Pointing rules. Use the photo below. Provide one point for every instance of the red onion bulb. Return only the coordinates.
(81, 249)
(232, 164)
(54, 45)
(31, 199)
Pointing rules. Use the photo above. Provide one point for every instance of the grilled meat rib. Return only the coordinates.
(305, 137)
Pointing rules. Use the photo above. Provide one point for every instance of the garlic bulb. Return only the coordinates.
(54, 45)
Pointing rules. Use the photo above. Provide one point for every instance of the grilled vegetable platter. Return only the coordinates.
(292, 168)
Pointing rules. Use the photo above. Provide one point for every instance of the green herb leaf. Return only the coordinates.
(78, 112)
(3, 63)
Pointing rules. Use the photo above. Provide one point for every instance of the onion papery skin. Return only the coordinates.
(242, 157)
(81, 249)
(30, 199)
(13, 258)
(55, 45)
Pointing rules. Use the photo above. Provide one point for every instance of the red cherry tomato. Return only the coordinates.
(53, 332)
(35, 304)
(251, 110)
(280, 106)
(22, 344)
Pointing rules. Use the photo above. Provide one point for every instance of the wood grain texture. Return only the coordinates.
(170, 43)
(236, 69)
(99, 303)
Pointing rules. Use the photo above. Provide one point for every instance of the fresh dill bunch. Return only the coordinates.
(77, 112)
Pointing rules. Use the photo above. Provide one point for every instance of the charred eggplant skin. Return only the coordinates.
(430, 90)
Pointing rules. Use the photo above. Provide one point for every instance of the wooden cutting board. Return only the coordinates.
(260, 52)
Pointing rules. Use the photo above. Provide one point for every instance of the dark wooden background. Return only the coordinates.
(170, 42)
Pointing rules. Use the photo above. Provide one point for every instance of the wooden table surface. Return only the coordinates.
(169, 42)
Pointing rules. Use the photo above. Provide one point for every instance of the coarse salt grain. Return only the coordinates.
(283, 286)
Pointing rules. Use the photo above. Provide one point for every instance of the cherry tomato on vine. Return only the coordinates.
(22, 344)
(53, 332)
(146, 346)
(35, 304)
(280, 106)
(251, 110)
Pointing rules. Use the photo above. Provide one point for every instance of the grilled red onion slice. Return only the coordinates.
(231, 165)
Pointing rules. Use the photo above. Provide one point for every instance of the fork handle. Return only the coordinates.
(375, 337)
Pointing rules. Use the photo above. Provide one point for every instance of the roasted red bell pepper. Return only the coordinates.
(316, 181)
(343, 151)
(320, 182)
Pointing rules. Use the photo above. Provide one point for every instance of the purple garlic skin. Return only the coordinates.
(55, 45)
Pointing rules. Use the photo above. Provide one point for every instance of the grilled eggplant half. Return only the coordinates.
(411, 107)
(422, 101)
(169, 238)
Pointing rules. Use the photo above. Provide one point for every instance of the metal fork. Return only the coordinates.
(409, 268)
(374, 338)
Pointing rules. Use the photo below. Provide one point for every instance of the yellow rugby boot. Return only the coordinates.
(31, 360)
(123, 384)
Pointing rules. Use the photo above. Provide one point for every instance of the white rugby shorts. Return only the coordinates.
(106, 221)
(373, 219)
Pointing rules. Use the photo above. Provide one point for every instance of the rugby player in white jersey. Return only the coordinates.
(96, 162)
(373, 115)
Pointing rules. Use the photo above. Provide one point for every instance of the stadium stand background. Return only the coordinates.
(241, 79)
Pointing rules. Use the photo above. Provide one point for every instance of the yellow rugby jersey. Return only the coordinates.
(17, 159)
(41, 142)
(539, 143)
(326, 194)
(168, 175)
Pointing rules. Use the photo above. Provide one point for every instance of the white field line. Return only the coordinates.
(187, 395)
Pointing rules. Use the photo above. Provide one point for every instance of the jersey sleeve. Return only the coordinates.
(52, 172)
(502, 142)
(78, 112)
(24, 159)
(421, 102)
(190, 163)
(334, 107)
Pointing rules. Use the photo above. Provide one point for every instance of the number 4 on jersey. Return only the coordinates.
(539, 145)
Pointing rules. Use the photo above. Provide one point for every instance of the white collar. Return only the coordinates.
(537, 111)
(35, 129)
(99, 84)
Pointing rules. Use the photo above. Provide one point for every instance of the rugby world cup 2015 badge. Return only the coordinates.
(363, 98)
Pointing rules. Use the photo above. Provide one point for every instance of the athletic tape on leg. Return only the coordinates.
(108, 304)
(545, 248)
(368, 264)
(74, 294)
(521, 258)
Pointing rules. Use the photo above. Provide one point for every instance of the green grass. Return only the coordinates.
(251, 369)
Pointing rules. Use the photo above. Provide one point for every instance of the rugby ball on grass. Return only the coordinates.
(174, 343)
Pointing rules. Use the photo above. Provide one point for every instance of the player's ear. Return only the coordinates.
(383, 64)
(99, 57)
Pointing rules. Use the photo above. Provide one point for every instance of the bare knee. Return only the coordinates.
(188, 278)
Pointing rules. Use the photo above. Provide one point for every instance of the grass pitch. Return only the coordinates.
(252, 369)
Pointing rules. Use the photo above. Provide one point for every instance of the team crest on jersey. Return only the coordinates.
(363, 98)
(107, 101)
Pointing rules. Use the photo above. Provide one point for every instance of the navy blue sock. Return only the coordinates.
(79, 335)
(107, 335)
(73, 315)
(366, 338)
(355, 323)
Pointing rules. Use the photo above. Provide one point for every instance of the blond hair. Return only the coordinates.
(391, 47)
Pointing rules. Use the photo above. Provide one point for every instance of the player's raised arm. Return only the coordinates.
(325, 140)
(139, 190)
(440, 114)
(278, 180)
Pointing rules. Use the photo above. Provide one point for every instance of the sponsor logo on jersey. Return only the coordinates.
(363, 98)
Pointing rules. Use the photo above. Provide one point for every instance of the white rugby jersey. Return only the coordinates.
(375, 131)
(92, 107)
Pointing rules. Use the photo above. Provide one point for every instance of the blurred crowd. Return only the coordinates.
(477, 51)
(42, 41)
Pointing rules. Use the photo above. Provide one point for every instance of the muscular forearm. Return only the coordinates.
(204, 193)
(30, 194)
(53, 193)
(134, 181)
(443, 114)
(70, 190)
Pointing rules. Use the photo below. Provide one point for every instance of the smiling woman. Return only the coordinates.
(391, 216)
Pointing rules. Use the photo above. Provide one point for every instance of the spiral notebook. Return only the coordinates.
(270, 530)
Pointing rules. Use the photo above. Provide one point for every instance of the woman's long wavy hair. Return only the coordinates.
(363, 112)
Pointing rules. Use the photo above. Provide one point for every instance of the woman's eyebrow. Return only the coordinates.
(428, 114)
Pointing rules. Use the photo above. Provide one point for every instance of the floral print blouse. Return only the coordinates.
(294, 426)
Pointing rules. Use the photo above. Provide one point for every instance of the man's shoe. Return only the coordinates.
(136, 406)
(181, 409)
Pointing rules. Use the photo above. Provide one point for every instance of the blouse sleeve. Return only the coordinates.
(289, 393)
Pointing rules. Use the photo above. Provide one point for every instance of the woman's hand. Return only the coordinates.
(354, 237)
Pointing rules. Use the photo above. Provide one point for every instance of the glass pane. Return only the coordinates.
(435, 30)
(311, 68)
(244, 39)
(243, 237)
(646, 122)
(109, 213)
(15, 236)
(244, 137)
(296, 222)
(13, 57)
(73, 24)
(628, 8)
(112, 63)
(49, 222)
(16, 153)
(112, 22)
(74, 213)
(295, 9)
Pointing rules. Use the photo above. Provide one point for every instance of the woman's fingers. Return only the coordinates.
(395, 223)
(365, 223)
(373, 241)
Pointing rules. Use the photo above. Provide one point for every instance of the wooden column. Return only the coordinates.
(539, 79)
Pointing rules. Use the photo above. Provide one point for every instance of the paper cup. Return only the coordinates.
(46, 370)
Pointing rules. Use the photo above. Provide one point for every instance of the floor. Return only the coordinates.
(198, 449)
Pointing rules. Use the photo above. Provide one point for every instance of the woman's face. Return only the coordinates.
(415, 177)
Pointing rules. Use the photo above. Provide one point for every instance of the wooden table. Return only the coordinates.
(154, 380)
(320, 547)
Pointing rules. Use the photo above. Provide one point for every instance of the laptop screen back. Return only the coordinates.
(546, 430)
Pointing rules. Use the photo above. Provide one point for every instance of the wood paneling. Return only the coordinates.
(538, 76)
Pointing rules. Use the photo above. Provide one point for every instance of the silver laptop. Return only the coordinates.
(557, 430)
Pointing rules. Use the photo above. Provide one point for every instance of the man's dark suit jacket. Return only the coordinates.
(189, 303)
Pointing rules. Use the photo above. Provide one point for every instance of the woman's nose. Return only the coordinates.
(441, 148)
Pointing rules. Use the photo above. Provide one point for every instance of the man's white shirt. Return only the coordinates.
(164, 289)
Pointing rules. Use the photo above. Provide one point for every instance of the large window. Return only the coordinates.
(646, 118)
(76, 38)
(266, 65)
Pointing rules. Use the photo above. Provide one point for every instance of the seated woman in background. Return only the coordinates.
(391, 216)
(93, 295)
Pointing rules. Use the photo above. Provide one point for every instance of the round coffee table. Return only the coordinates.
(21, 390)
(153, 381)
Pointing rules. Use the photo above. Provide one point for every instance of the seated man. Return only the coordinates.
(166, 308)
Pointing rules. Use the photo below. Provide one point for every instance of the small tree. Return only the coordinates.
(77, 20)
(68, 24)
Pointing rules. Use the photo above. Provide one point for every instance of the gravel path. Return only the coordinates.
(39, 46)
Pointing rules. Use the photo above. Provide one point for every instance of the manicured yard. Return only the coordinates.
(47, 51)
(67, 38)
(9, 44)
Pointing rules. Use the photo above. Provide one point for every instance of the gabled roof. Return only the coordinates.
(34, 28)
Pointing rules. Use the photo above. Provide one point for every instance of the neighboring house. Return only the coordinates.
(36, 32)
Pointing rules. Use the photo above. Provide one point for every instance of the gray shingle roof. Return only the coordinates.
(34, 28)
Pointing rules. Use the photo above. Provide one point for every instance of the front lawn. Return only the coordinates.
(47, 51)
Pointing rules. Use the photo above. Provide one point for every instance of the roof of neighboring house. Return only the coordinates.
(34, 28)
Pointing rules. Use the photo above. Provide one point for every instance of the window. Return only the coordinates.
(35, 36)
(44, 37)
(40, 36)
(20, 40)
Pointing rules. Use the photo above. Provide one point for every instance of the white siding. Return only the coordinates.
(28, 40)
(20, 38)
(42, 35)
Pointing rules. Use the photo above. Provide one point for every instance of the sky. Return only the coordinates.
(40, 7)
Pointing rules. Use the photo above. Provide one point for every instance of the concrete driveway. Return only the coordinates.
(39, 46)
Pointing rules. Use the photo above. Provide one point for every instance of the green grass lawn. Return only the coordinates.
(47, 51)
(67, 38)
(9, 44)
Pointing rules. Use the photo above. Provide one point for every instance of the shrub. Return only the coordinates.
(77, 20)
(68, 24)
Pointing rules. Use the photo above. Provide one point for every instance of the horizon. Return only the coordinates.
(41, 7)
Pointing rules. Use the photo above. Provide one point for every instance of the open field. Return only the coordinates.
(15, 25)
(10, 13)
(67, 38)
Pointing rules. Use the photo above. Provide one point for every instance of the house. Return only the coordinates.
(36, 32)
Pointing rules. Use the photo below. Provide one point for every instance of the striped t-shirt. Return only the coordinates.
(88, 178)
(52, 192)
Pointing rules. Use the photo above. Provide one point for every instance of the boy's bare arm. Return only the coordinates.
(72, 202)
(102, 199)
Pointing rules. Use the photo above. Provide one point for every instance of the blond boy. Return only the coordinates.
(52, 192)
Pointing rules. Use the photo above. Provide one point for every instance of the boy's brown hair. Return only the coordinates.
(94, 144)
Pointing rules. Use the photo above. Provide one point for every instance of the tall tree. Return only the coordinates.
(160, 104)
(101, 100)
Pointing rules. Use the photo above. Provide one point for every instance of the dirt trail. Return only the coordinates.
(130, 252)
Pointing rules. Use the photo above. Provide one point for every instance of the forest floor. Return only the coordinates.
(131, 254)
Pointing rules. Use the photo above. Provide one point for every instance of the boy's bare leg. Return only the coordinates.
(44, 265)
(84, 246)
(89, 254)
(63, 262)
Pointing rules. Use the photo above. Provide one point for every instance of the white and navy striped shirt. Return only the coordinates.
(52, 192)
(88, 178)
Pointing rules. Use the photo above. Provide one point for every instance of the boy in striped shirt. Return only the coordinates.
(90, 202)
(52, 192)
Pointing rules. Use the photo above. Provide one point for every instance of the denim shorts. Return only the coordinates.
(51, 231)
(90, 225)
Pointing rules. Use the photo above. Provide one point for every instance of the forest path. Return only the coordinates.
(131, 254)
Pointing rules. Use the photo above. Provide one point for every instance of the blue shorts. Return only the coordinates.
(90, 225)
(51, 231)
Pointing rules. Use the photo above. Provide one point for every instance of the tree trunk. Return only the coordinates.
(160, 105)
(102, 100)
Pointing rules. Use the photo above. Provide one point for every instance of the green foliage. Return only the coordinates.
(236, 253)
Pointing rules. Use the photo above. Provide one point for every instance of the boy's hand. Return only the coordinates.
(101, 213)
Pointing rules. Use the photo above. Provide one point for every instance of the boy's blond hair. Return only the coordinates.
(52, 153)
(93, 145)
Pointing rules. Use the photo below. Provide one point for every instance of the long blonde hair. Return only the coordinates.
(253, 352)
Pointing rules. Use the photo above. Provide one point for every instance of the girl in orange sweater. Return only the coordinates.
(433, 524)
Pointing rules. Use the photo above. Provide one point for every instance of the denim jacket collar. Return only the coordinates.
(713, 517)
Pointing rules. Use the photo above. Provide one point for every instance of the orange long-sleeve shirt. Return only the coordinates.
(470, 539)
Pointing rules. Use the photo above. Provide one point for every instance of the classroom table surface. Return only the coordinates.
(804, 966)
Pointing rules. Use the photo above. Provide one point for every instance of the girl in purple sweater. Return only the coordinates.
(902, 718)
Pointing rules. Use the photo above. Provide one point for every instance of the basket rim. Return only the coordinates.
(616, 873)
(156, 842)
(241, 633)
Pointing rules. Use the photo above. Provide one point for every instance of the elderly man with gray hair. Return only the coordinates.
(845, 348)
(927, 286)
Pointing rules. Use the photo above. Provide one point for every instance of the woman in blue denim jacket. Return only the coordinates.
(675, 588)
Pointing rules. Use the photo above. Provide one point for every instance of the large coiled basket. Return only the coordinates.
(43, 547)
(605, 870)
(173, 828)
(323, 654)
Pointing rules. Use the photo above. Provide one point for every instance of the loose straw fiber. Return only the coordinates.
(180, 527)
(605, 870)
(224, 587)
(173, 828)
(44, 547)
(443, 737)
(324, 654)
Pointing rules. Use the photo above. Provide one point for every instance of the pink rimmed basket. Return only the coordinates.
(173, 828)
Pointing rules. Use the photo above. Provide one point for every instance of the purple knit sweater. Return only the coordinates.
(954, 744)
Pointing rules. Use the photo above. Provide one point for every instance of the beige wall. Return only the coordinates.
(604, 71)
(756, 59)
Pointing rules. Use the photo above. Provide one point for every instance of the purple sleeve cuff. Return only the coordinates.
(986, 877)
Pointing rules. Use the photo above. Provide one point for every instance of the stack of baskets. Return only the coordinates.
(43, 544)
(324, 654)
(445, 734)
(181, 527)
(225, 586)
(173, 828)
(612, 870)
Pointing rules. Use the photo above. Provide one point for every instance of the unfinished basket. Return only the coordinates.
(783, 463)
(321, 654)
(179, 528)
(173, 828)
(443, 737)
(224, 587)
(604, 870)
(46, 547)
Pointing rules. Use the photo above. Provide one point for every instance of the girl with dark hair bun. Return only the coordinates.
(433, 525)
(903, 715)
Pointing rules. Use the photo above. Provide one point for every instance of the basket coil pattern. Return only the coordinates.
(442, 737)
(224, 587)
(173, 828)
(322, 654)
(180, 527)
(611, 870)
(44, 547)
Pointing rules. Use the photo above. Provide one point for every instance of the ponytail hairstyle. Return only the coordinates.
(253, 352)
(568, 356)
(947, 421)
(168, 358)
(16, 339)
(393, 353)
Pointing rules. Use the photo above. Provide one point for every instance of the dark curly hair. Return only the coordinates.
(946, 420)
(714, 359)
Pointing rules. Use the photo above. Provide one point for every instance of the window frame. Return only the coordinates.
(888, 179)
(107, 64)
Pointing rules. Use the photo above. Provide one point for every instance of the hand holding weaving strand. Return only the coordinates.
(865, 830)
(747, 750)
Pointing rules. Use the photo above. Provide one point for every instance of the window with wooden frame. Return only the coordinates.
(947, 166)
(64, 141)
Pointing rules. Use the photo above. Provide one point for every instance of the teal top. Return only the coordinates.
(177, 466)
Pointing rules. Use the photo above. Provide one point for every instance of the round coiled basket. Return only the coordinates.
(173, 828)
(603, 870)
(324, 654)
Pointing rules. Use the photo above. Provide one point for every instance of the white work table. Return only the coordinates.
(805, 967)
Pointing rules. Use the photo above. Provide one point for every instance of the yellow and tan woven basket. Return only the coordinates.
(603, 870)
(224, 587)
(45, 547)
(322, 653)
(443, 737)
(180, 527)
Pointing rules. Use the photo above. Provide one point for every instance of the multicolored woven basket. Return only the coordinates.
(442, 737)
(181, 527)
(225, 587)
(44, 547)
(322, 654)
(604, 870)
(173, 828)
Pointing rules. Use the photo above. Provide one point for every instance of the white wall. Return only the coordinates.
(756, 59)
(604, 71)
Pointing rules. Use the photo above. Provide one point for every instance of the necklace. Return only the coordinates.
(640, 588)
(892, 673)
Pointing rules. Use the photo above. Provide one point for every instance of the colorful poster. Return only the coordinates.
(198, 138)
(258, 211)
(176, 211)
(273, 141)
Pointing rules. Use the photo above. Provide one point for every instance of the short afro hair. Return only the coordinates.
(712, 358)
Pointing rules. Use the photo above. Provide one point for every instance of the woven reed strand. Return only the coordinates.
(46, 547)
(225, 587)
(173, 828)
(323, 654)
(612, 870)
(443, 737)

▸ YOUR GOAL: Look above for the line containing "weaving strand. Return only the coordinates."; copy from it through the last line, exactly, and nothing more.

▸ ANSWER IN FULL:
Pointing rules. Use the photo above. Provide one point for every instance of the hand holding weaving strand. Return only the coordinates.
(865, 830)
(747, 750)
Pointing rules. Use the photo above. Provide one point for every instance of the window with wooden frame. Return only the coordinates.
(947, 166)
(64, 141)
Pointing rules. Use the photo above. Provide one point for every instance of the teal top. Return only the coordinates.
(177, 466)
Pointing rules. Use the photo above. Provide one point for every instance of the round coiled basket. Return only the coordinates.
(173, 828)
(603, 870)
(324, 654)
Pointing rules. Use the photo above. Provide one point for every instance of the white work table. Return only the coordinates.
(805, 967)
Pointing rules. Use the photo above. Provide one point for every instance of the yellow and tan woven basket. Return only the coordinates.
(603, 870)
(224, 587)
(45, 547)
(322, 653)
(443, 737)
(180, 527)
Pointing rules. Use the photo above. Provide one point for every instance of the multicolored woven basket. Return only the coordinates.
(442, 737)
(181, 527)
(225, 587)
(44, 547)
(322, 654)
(604, 870)
(173, 828)
Pointing rules. Use the photo above. Provide one point for every instance of the white wall. Return only the coordinates.
(756, 59)
(604, 71)
Pointing rules. Use the photo above. Provide one point for every instance of the necklace. Return only the coordinates.
(640, 588)
(892, 673)
Pointing rules. Use the photo above. Provide one point for every instance of the colorful poster. Return only the coordinates.
(198, 138)
(258, 211)
(176, 211)
(273, 141)
Pointing rules. Use the photo above. Provide one point for every instance of the short afro hair. Return only the coordinates.
(712, 358)
Pointing rules. Use the photo above. Provide one point for every instance of the woven reed strand. Return only the coordinates.
(46, 547)
(225, 587)
(173, 828)
(323, 654)
(612, 870)
(443, 737)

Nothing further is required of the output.